Vietnam; on two wheels

We bought a bike! And boy is she a beauty.


This is the only true way to see Vietnam in all of her glory. Why else would Easy Rider tours be all the rage?

Scooters are as common as shoes in Vietnam, vast swathes of them fill the roads of cities, weaving and dodging past cars and pedestrians. However it is most definitely not a scooter you want if your goal is to traverse the hills and valleys with a backpack and two wheels. The most common bike to buy is a Honda Win 100, or 110 if there are two of you and the popularity of these bikes has made them a doddle to pick up in Ho Chi Minh City or Hanoi.

Due to their popularity you are also able to negotiate a bit. Expect to pay between $250- $350, but do not expect this to relate to the size or the condition of the bike. There are many travelers that chose to bike Vietnam and most, including us, don’t have much of a clue regarding the actual service history. You get what you’re given, you aren’t going to get all the way to Dalat, discover a engine problem and make your way all the way back to Ho Chi Minh City to complain about it. That being said, it is also possible that the bike can come with helmets, ponchos and bag racks, so look around and barter a bit! Our bike is a 110cc to accommodate for the two of us, which comes with slightly stiffer suspension. This has meant that the going over bumps is a mildly more pleasant experience for the person on the back. The slightly larger engine also abates the struggle up some of those hills. You are also less likely to suffer mechanical failure with a larger engine as less pressure is enforced.

§ **Problem description**
Proceed with the text on buying a motorbike in Vietnam, starting after its last sentence. The material after this point is not needed.

§ **Data extract**
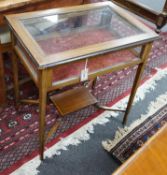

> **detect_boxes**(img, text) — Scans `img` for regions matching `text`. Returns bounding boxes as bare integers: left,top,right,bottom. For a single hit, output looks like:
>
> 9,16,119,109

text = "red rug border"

§ **Response to the task**
Be aware! Your bum is not going to be the same for the next few weeks. The searing pain that shoots up it after a couple of hours is incomparable, and no amount of extra seat padding is going to curb it. Yet, to miss out on this epic adventure for the sake of a minor discomfort would be a mistake.

If the bike breaks down it is definitely not the end of the world, especially if you’re in the south where civilisation doesn’t end. Mechanics number in their thousands, situated along the main roads and along every street in towns. The price of their work is staggeringly cheap, unbelievably affordable, with a full service coming in at $10 including an oil change, the cost to change a single part varies from $1 for a lightbulb, $2 for a spark plug and $20 for a new carburetor, all these include fitting.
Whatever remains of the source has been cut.